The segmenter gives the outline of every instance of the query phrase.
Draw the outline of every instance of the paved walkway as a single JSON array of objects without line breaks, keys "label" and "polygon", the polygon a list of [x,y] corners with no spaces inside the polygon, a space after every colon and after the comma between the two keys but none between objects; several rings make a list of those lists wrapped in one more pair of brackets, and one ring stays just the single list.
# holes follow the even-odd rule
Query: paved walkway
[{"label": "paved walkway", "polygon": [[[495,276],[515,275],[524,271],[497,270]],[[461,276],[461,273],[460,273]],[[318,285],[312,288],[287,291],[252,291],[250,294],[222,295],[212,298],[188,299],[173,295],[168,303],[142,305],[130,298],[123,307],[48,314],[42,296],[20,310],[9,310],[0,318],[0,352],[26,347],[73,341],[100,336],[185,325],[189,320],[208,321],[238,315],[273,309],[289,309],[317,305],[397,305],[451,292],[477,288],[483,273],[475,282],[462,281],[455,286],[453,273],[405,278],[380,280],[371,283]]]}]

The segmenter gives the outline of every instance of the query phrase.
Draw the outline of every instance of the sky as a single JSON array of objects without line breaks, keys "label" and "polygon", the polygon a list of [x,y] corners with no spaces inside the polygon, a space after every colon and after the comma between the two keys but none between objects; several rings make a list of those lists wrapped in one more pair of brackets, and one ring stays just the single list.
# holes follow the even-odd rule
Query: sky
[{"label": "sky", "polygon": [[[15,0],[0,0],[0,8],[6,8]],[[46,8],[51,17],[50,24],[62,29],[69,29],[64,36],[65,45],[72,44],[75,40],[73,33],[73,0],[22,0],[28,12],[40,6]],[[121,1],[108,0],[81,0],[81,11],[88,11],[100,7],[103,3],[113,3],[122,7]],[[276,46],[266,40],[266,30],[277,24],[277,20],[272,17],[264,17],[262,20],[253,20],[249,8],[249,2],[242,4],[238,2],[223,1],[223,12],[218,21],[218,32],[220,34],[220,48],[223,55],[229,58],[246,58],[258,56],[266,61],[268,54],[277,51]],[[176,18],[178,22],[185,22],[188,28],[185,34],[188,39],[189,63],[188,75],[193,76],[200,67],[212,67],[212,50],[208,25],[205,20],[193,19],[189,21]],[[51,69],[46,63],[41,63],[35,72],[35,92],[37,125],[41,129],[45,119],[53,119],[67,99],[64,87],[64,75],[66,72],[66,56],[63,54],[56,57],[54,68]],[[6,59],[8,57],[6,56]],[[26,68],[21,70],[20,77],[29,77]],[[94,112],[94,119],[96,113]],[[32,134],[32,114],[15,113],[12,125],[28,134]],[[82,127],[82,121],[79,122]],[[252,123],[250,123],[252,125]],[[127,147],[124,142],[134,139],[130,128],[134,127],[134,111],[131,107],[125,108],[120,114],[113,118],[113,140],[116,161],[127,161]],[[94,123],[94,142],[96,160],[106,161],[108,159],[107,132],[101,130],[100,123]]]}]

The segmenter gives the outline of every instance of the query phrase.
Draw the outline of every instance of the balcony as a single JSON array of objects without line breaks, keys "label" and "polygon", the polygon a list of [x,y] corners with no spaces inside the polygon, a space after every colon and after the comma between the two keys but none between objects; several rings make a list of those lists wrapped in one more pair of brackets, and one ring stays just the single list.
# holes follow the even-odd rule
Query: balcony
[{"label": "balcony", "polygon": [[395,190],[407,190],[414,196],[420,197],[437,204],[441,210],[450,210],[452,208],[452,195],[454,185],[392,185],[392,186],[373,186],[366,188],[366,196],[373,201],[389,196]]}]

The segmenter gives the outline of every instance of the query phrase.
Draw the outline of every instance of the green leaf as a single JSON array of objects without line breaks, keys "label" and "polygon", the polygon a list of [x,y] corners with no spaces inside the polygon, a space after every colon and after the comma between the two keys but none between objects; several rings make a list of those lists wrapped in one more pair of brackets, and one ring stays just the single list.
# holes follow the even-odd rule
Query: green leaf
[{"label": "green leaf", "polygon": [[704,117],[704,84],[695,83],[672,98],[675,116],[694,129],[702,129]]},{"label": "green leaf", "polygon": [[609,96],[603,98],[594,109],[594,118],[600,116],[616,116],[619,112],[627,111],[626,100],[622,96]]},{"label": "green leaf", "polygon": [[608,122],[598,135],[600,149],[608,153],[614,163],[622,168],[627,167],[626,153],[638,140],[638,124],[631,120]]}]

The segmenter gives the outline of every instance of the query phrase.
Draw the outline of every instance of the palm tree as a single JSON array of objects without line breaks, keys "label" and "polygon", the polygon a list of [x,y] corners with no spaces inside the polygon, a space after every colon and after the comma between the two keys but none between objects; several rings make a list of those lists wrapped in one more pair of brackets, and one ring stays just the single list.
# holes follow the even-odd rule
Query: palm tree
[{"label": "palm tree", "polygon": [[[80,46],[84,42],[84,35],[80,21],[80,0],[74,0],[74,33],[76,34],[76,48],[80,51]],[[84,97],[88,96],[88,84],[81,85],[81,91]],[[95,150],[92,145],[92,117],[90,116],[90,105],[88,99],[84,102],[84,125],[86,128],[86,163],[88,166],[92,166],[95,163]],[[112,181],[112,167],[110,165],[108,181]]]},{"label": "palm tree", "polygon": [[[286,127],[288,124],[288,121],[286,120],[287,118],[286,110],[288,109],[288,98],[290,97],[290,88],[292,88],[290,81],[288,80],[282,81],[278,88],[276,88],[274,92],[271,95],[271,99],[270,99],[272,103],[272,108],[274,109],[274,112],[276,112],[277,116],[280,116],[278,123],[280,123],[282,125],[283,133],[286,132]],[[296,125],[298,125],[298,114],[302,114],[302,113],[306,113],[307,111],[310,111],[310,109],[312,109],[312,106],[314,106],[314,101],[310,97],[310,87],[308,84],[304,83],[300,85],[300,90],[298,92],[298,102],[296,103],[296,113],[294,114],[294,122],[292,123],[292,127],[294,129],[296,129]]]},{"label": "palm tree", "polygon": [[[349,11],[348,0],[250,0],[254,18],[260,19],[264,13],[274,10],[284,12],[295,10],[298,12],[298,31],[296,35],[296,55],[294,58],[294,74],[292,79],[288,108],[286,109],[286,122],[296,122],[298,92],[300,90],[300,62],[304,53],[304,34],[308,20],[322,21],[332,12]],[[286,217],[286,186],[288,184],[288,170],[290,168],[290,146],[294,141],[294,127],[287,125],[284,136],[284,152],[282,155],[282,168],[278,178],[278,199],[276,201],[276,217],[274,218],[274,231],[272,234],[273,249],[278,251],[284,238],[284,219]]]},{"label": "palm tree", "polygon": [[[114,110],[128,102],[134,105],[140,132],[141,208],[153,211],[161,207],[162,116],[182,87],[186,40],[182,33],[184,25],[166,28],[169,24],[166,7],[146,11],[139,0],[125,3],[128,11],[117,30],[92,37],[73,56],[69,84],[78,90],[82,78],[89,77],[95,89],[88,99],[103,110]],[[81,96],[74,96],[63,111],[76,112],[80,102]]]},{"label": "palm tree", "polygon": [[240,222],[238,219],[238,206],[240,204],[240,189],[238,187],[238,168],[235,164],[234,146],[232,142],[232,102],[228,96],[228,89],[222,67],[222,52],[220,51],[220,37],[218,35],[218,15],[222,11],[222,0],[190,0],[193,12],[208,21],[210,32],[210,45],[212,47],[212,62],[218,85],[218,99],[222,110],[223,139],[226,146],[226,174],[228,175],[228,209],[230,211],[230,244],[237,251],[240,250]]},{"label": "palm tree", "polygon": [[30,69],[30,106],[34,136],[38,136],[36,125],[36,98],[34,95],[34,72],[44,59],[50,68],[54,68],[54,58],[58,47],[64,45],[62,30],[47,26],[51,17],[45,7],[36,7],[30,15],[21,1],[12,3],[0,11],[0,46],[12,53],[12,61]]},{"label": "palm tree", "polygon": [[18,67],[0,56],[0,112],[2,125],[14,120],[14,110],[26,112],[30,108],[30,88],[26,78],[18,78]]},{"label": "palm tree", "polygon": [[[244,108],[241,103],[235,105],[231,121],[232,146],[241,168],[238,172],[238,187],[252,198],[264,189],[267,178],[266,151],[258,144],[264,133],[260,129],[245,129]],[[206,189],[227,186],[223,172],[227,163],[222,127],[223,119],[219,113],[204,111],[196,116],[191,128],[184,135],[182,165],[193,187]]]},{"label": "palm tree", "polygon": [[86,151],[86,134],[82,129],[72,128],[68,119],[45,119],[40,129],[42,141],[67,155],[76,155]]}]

----

### Task directions
Which lines above contain the word "green"? Show every one of them in full.

### Written answer
Draw the outline of every instance of the green leaf as a single JSON array of objects without line breaks, keys "label" and "polygon", the polygon a list of [x,y] corners with no spaces inside the polygon, a space after every colon and after the comma between the two keys but none between objects; several rings make a list of those lists wrapped in one more pair of brackets, and one ring stays just the single list.
Query: green leaf
[{"label": "green leaf", "polygon": [[704,117],[704,84],[695,83],[672,98],[675,116],[694,129],[702,129]]},{"label": "green leaf", "polygon": [[609,96],[603,98],[594,109],[594,118],[600,116],[616,116],[619,112],[627,111],[626,100],[622,96]]},{"label": "green leaf", "polygon": [[608,122],[598,135],[600,149],[608,153],[614,163],[622,168],[627,167],[626,153],[638,140],[638,124],[631,120]]}]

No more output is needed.